● Task requirements: With the line containing "Would you be able to pick out the dark" as the start and the line containing "Would you be able to pick out the black neck" as the end, transcribe that span of the entries below exactly, including both.

== Segment start ==

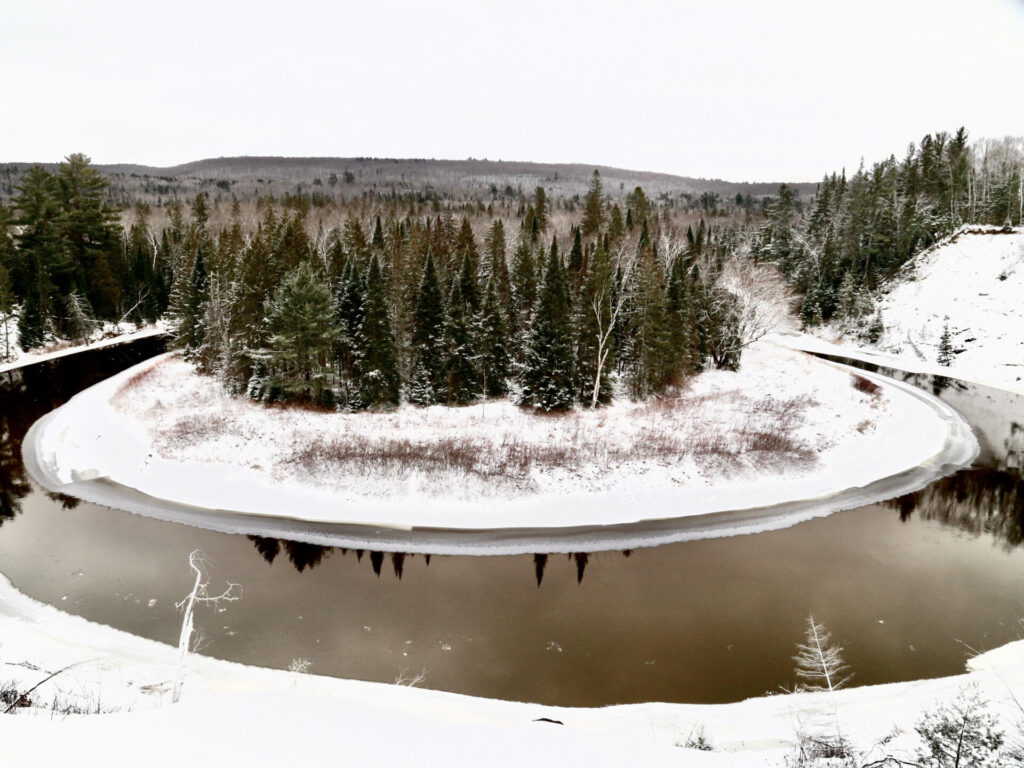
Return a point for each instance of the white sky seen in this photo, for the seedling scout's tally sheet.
(739, 90)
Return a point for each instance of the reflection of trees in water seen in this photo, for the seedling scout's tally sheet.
(13, 482)
(306, 556)
(977, 501)
(30, 392)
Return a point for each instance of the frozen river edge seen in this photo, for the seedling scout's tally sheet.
(932, 440)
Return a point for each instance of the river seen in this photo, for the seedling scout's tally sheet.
(910, 587)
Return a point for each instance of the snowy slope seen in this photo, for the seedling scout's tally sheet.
(974, 282)
(237, 715)
(111, 436)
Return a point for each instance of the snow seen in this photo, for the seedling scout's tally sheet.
(237, 715)
(973, 281)
(111, 334)
(173, 444)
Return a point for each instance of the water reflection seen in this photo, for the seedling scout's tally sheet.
(305, 556)
(28, 393)
(989, 497)
(979, 501)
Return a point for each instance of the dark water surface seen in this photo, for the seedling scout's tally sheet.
(906, 587)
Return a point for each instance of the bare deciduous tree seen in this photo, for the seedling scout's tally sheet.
(199, 594)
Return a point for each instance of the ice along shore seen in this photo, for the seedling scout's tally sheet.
(786, 438)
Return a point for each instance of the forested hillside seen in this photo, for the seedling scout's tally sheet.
(859, 229)
(357, 293)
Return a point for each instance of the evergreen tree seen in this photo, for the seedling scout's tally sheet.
(593, 218)
(6, 315)
(80, 321)
(376, 363)
(88, 233)
(541, 219)
(189, 324)
(349, 305)
(682, 351)
(41, 270)
(301, 333)
(647, 331)
(497, 264)
(576, 263)
(523, 297)
(945, 356)
(593, 324)
(462, 383)
(548, 378)
(494, 346)
(428, 339)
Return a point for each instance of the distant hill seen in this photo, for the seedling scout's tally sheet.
(246, 176)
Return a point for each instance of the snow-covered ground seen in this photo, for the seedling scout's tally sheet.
(162, 430)
(972, 282)
(237, 715)
(110, 334)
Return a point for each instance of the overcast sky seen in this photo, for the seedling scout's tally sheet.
(752, 90)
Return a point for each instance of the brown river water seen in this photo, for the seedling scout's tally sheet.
(908, 587)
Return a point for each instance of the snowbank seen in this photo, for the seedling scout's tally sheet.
(104, 446)
(110, 335)
(237, 715)
(972, 281)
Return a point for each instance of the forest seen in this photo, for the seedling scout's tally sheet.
(552, 299)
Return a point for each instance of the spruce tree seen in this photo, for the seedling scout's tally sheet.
(595, 343)
(548, 380)
(593, 218)
(301, 334)
(348, 302)
(80, 321)
(377, 361)
(88, 232)
(647, 329)
(462, 373)
(6, 315)
(523, 298)
(945, 356)
(428, 339)
(682, 349)
(494, 346)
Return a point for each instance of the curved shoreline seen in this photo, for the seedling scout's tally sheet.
(958, 449)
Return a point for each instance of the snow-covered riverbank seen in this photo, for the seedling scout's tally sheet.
(109, 336)
(971, 284)
(122, 445)
(301, 716)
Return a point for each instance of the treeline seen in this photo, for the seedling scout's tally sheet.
(858, 230)
(420, 308)
(66, 261)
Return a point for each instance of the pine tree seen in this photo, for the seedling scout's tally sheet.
(593, 314)
(89, 235)
(647, 331)
(42, 272)
(945, 356)
(494, 346)
(428, 339)
(301, 333)
(548, 378)
(80, 321)
(376, 363)
(593, 217)
(462, 375)
(497, 267)
(523, 298)
(682, 349)
(6, 314)
(189, 325)
(348, 303)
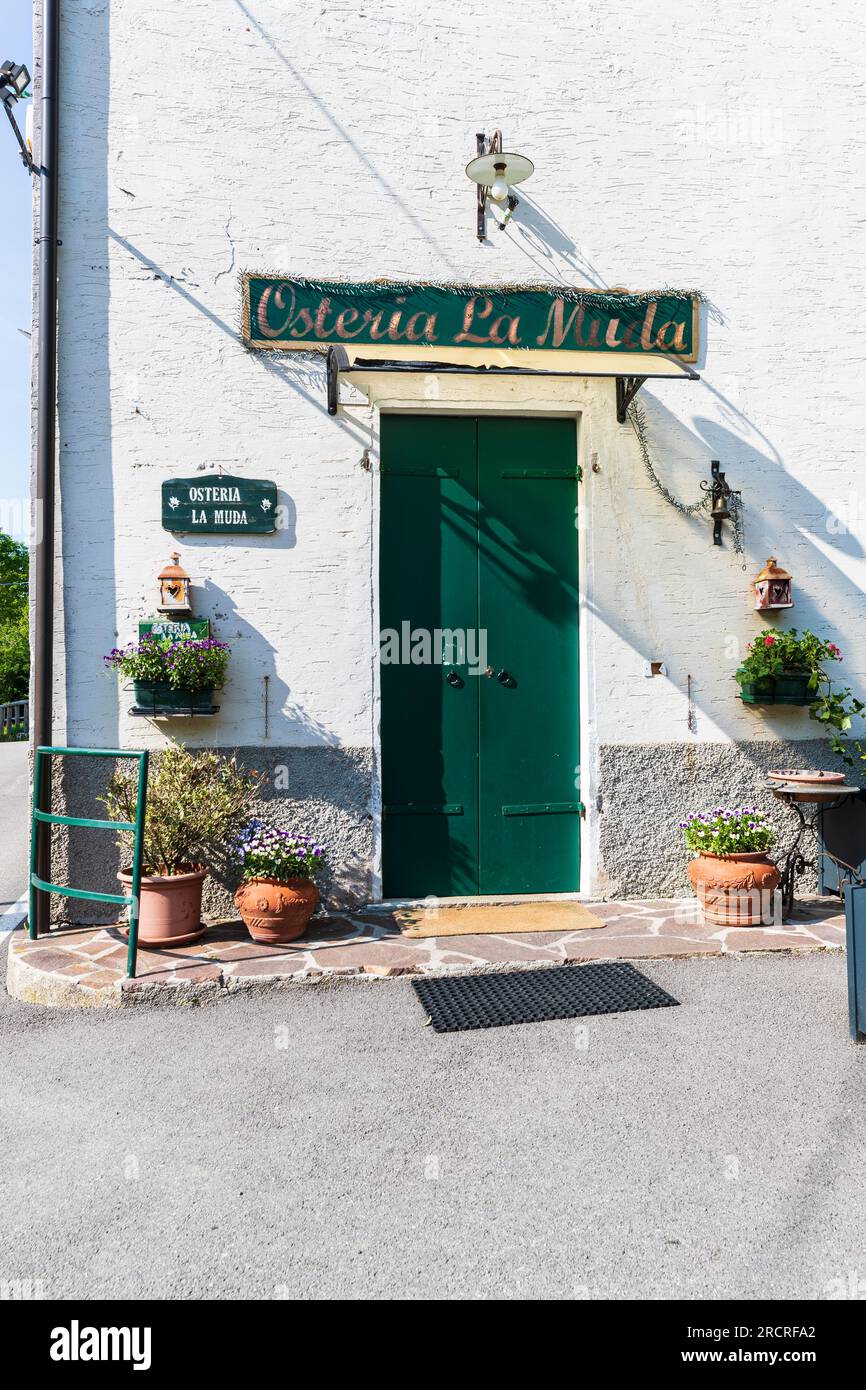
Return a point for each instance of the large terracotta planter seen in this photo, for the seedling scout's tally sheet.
(170, 909)
(274, 911)
(736, 890)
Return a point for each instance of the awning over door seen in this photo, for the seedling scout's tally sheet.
(494, 330)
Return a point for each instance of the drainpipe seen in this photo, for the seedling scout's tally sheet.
(46, 442)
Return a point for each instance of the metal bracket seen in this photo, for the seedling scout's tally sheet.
(335, 362)
(483, 148)
(27, 159)
(626, 391)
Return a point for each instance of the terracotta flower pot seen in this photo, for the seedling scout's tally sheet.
(170, 909)
(736, 890)
(274, 911)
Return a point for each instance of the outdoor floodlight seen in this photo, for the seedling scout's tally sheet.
(495, 171)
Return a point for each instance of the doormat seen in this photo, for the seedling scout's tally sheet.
(508, 919)
(489, 1001)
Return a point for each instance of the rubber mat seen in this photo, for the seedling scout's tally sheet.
(491, 1001)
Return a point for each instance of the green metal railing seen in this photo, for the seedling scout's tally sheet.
(138, 826)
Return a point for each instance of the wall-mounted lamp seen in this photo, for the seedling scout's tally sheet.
(174, 587)
(14, 81)
(773, 587)
(495, 171)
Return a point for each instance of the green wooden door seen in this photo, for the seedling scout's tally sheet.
(480, 773)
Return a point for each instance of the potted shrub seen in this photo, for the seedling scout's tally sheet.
(731, 873)
(277, 895)
(173, 674)
(196, 802)
(786, 667)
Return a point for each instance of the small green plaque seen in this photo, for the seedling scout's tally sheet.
(175, 628)
(220, 505)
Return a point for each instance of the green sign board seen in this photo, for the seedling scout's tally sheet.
(299, 313)
(220, 503)
(175, 628)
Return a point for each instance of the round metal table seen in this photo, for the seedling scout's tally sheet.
(798, 797)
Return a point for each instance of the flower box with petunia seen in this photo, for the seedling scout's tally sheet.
(784, 667)
(173, 674)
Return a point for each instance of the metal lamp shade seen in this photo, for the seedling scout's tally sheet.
(483, 168)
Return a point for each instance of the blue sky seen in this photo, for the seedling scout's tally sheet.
(15, 248)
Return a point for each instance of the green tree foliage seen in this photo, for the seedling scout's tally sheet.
(14, 644)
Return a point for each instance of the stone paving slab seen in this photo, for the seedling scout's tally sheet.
(85, 966)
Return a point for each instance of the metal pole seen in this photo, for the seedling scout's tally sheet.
(34, 900)
(136, 866)
(46, 407)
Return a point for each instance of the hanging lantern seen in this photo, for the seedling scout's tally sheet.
(174, 587)
(773, 587)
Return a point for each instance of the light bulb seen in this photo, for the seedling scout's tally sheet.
(499, 188)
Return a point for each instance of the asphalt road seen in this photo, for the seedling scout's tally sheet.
(323, 1143)
(14, 822)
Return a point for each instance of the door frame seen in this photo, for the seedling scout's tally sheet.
(428, 394)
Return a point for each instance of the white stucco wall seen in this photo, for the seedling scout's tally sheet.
(712, 146)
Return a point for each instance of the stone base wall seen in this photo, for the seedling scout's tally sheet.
(645, 790)
(648, 788)
(320, 791)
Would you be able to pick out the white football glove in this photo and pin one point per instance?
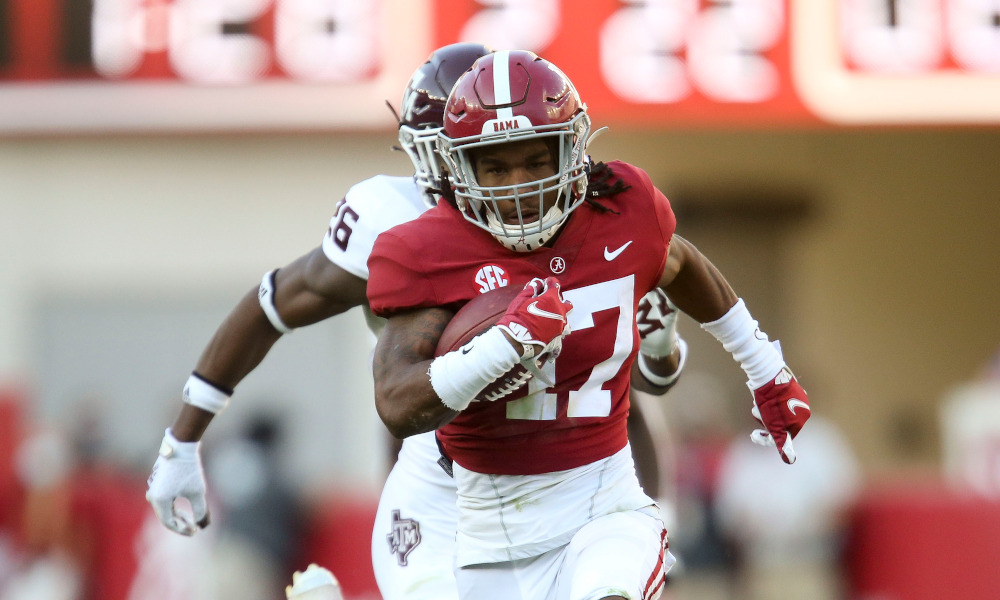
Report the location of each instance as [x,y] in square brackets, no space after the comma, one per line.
[178,473]
[315,583]
[657,323]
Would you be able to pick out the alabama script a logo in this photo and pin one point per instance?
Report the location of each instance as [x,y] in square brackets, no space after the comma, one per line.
[405,536]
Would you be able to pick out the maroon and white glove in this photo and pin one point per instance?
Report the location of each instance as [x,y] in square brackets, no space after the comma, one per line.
[537,318]
[782,407]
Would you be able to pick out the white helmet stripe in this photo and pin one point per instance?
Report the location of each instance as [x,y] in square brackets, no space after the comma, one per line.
[501,84]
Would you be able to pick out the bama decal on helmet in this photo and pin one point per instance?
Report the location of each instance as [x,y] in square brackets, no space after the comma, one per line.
[491,277]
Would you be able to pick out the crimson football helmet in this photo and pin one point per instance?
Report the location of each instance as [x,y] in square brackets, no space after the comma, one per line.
[423,110]
[509,96]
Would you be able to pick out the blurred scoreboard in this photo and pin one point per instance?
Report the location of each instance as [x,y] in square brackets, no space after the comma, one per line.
[238,65]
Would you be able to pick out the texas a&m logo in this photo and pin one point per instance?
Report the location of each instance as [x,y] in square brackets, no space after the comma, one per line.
[404,537]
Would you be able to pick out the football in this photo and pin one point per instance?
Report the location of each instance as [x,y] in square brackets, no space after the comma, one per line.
[478,315]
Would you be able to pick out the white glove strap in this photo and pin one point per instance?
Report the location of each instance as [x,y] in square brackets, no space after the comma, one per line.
[461,374]
[171,447]
[738,331]
[204,395]
[265,295]
[659,380]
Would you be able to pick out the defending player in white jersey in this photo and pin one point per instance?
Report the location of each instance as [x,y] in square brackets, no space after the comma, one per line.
[416,520]
[549,504]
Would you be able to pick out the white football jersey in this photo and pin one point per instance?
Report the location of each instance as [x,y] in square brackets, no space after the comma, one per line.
[369,208]
[415,525]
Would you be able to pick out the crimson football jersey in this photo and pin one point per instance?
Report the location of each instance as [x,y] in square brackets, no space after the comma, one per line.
[605,262]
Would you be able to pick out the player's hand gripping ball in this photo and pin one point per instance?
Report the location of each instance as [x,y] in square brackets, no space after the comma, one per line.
[477,316]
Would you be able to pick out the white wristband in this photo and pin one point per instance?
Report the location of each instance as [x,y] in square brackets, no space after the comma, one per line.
[659,380]
[737,330]
[265,295]
[204,395]
[461,374]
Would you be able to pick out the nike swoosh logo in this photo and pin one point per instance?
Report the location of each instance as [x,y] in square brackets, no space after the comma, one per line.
[611,255]
[533,309]
[796,402]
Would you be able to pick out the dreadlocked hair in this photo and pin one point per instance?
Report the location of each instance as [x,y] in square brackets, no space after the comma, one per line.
[602,183]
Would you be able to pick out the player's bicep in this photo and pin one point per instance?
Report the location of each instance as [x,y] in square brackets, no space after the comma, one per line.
[410,338]
[313,288]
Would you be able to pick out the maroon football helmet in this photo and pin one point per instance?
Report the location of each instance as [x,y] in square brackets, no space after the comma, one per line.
[510,96]
[423,109]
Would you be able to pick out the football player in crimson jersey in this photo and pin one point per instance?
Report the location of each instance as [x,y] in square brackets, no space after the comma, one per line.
[549,504]
[416,520]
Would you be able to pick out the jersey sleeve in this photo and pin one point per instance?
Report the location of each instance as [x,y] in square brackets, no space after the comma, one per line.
[396,283]
[369,208]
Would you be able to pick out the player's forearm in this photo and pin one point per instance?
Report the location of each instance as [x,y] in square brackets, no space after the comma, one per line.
[404,397]
[239,345]
[697,287]
[406,402]
[664,370]
[191,423]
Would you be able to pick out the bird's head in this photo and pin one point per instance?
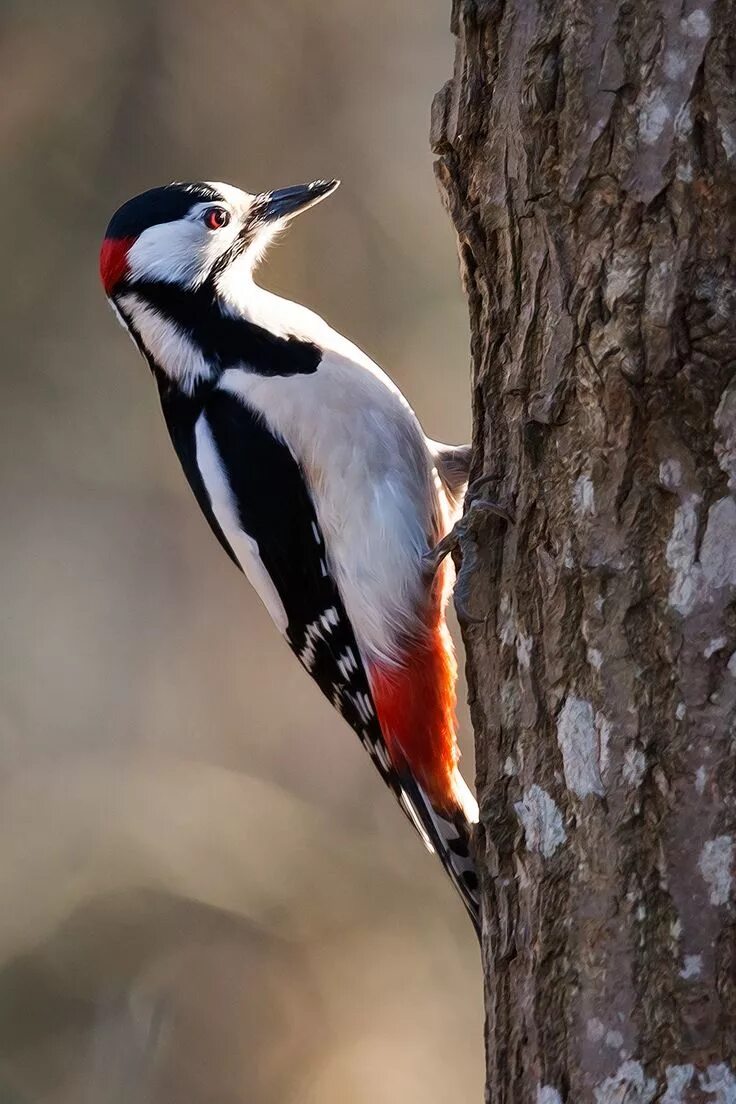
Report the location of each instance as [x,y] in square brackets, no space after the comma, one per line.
[187,234]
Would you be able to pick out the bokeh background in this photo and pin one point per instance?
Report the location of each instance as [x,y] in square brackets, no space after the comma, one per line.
[208,898]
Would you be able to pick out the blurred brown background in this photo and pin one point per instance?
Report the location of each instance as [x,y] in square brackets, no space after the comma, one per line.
[206,894]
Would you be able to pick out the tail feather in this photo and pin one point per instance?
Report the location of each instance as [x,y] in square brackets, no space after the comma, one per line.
[449,836]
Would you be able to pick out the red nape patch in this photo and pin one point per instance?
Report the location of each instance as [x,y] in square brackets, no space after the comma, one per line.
[416,709]
[114,261]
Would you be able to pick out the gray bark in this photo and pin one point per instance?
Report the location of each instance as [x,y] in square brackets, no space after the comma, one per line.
[586,154]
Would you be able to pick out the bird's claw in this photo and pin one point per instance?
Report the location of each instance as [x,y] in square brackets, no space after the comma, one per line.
[460,538]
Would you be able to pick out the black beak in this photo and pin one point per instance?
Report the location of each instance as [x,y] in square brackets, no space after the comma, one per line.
[289,201]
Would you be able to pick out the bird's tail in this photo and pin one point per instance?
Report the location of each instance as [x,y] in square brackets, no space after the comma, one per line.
[449,836]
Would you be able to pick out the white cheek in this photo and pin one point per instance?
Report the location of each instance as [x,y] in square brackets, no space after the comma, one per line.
[180,252]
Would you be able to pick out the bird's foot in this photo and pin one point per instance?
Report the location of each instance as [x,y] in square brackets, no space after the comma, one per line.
[462,538]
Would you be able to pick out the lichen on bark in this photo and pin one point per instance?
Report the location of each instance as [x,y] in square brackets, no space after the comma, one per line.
[587,158]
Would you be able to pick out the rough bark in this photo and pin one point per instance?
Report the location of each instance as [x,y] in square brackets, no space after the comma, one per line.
[586,156]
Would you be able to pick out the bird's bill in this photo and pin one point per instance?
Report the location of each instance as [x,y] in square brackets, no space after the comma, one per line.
[286,202]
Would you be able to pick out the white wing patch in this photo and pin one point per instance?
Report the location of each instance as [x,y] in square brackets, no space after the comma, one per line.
[224,507]
[369,470]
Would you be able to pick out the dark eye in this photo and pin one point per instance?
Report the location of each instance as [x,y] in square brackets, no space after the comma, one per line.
[216,218]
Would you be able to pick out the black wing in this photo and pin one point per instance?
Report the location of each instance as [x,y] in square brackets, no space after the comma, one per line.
[276,510]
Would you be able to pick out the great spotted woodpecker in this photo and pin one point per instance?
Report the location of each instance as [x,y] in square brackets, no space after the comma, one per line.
[315,476]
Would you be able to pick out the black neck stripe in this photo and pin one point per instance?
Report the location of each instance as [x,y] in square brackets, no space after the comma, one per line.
[226,341]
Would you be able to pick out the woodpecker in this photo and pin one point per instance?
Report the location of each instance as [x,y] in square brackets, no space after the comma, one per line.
[315,476]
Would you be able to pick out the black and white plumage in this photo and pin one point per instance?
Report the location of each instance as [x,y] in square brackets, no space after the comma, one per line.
[315,476]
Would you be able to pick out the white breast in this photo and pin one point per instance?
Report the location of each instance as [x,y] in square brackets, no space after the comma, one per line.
[372,480]
[224,508]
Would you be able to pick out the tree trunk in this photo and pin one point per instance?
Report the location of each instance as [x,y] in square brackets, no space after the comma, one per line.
[586,156]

== Segment end ==

● Result of the task:
Would you be able to pick out the dark eye in this photo and pin one point per instance?
Report the location of each instance as [x,y] in square brackets, no space after the comma, one per line.
[216,218]
Would you be able to pick out the black wing in this photo and pin one point per instance?
Report the location of each instance as [x,y] in square brackets, no space after the comma, one per line.
[276,510]
Would you be able to pick out the great spotted woodpecker in this photo and pin one point per instance?
Report the location of each instance as [x,y] in square brackets, no space after the comma, one per line.
[315,476]
Would you be able to pick out the black neck stripe in this photo and pin one point per instance?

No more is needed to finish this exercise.